Directions:
#1 Retype the portion of the passage about DREAM that opens with the words containing "Medical data used" and closes with "of patient data.".
#2 Answer these questions using the passage about DREAM:
(a) Where is DREAM publicly available?
(b) In which journal is the researchers' approach described?
(c) What is Natalie Wang's position?
#3 Carry on the passage about DREAM from its final sentence.

Medical data used to train AI is often “anonymized” to protect private health information, a practice crucial for HIPAA compliance. To address the limitations of traditional anonymization methods that may compromise accuracy and realism, Johns Hopkins researchers have developed DREAM, an AI system capable of generating synthetic patient portal messages that can be used to train large language models. DREAM is publicly available on GitHub.
Their approach, described in the Journal of Biomedical Informatics, overcomes a critical challenge in medical AI: maintaining the privacy of patient records while preserving the accuracy of patient data.
“High-quality synthetic medical data can significantly advance health research and improve patient care,” says the study’s senior author Casey Overby Taylor, an associate professor of biomedical engineering and medicine affiliated with the Malone Center. “By using large language models to create realistic datasets, we can develop potentially useful and meaningful AI models without the patient privacy concerns that come from using real data.”
Taylor says the study is one of the first to utilize large language models, or LLMs, to generate realistic patient portal communications. Collaborators on the study include Ayah Zirikly, a Malone affiliate and assistant research scientist in the Whiting School of Engineering’s Center for Language and Speech Processing, and Natalie Wang, a PhD student of computer science.

[Stored data entries]
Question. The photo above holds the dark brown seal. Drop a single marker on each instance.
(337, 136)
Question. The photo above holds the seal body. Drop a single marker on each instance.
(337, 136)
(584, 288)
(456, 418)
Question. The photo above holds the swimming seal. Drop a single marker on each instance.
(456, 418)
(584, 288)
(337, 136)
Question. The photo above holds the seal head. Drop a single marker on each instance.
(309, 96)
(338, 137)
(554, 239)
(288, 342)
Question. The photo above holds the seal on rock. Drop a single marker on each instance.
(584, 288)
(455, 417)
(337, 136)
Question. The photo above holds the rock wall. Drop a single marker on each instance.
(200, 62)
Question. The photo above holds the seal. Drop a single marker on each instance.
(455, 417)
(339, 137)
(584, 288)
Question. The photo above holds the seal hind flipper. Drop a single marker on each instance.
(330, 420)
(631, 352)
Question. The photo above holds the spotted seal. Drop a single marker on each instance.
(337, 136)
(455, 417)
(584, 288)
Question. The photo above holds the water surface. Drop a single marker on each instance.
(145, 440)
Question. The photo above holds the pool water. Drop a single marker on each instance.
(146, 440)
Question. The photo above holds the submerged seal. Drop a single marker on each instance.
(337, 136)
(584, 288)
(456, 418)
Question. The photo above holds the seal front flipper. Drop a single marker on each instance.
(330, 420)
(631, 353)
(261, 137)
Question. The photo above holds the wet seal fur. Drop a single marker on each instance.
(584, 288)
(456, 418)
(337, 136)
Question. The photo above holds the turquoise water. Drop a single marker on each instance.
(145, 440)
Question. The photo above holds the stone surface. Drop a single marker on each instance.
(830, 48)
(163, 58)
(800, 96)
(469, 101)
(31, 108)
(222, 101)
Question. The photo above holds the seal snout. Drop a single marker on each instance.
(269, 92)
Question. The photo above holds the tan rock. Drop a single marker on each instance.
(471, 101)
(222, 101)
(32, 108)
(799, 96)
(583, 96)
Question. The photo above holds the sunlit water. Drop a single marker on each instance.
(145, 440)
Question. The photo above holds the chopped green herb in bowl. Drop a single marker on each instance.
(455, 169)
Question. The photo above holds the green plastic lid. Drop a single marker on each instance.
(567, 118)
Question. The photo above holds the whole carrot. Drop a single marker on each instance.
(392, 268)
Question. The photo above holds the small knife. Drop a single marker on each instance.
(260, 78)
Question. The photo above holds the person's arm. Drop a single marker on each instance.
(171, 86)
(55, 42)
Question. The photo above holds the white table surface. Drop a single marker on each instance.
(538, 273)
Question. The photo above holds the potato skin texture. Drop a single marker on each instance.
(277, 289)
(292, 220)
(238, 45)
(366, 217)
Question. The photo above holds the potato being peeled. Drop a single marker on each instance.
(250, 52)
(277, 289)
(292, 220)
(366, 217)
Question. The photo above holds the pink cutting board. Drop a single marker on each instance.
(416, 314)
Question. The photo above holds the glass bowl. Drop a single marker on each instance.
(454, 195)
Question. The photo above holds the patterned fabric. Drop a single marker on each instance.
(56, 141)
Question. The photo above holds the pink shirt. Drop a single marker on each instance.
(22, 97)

List of answers:
#1
Medical data used to train AI is often “anonymized” to protect private health information, a practice crucial for HIPAA compliance. To address the limitations of traditional anonymization methods that may compromise accuracy and realism, Johns Hopkins researchers have developed DREAM, an AI system capable of generating synthetic patient portal messages that can be used to train large language models. DREAM is publicly available on GitHub.
Their approach, described in the Journal of Biomedical Informatics, overcomes a critical challenge in medical AI: maintaining the privacy of patient records while preserving the accuracy of patient data.

#2
(a) On GitHub.
(b) The Journal of Biomedical Informatics.
(c) She is a PhD student of computer science.

#3
Using OpenAI’s GPT-4, the researchers generated synthetic messages from patients about symptoms and medications, with a focus on creating prompting techniques to produce the most natural, humanlike messages.
“Prompt engineering is the process of feeding the model explicit instructions, or text inputs, for doing exactly what you want the AI to do—not unlike giving someone a detailed recipe for making a cake,” says Wang. “In this case, we based our prompts on a carefully classified set of real-world messages sent from patients to their providers.”
For the study, the team examined how various prompts influenced 450 patient messages generated by AI. Using a tool called Linguistic Inquiry and Word Count—which analyzes text for various psychological and emotional content—the researchers assigned each message a score based on politeness and sentiment. They also evaluated how accurately symptoms and related medications were mentioned together across the different prompt options.
What they learned was that DREAM-generated messages were very similar in quality and tone to those written by human patients. For example, messages with “high urgency” in the prompt had the greatest “need” sentiment scores, suggesting a realistically heightened sense of urgency.
However, Taylor, Wang, and Zirikly note that their study also highlights the problem of racial bias in synthetic data generation, finding that AI-generated messages still perpetuate harmful biases. When they prompted ChatGPT to generate messages supposedly written by individuals of certain races, the resulting messages often received lower politeness scores. Additionally, the accuracy of symptom-medication pairings was lower for prompts including the words “Black or African American,” and highest for prompts including “white.” The researchers say that properly prompting generative AI is crucial for minimizing such biases.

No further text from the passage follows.